▸ **Short exercise**
Write out the data again in full, exactly as it reads.

▸ **Provided data**

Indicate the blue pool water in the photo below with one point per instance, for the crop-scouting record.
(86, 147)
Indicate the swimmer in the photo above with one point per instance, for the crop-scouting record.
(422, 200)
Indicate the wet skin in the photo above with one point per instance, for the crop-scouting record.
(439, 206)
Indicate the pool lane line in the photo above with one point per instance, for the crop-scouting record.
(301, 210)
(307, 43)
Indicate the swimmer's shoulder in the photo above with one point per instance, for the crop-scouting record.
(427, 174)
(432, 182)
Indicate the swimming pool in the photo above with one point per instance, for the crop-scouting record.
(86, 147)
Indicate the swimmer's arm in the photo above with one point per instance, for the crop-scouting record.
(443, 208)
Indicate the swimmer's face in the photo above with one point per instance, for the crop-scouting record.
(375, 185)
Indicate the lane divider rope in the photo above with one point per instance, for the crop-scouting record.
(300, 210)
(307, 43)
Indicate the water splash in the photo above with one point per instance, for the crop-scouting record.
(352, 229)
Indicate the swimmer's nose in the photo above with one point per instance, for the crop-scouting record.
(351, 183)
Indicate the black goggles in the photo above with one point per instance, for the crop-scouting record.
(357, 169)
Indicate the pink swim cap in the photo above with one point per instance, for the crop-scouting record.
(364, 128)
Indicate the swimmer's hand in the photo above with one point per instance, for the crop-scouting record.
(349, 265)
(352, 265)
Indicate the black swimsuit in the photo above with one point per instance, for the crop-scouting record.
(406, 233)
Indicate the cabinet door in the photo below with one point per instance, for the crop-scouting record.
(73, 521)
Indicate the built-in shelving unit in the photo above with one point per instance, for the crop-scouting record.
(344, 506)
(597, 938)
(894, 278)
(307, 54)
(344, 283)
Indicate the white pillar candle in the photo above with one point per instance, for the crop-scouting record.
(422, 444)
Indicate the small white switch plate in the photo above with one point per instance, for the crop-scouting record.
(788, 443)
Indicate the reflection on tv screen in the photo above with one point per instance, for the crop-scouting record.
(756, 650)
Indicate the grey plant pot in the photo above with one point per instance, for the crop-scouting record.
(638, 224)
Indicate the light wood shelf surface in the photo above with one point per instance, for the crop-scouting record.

▸ **Expected answer**
Indicate the blue pool water in the photo below with one point per instance, for the crop-scouting record.
(86, 147)
Indicate the swimmer in the photo above with one point per instance, for the crop-scouting record.
(422, 200)
Indicate the wet skin in the photo above with one point per instance, for the crop-scouting record.
(439, 206)
Indicate the pool lane line in the photo above with one point per instance, for the crop-scouting record.
(301, 210)
(307, 43)
Indicate the swimmer's shoulder in the photo above with one point per instance, for the crop-scouting record.
(427, 174)
(432, 182)
Indicate the swimming pool in the photo above with one point per instance, for the crop-scouting record.
(86, 147)
Indicate the swimmer's arm in the photo above with one point per instance, for the crop-scouting record.
(443, 208)
Indicate the swimmer's face in the photo above with one point per instance, for the crop-scouting record.
(375, 185)
Indicate the lane divider rope in the photo above with one point per instance, for the crop-scouting record.
(300, 210)
(307, 43)
Indicate the water splash in the photo above with one point per instance, for the crop-scouting record.
(352, 229)
Indicate the swimmer's nose in the photo above with one point per instance, for the crop-scouting record.
(351, 183)
Indicate the black goggles in the photo above with one point per instance, for the crop-scouting record.
(357, 169)
Indicate the pink swim cap in the photo above with one point per instance, for the crop-scouting record.
(364, 128)
Indicate the swimmer's hand in the photo above with one point per instance, for the crop-scouting record.
(349, 265)
(352, 265)
Indicate the black swimsuit in the photo above with one point per instance, for the crop-scouting record.
(406, 233)
Indicate the cabinet door in the photo below with one point per instance, for the crop-scouting record.
(73, 521)
Indicate the built-in shelving unit in the photo above with one point per instance, for the crop-scouting record.
(344, 506)
(597, 938)
(894, 278)
(307, 54)
(344, 283)
Indicate the white pillar candle in the photo above with one point per instance, for the crop-scouting record.
(422, 444)
Indicate the small white switch plate in the photo above with one point per instance, for the crop-scouting record.
(788, 443)
Indicate the reflection on tv screen in the photo above with one point per instance, for the crop-scouting record.
(756, 650)
Indicate the grey plant pot in the photo above with one point per instance, for the crop-scouting record.
(638, 224)
Indicate the light wood shelf surface in the photo above with one point per instance, for the crop-scouting record.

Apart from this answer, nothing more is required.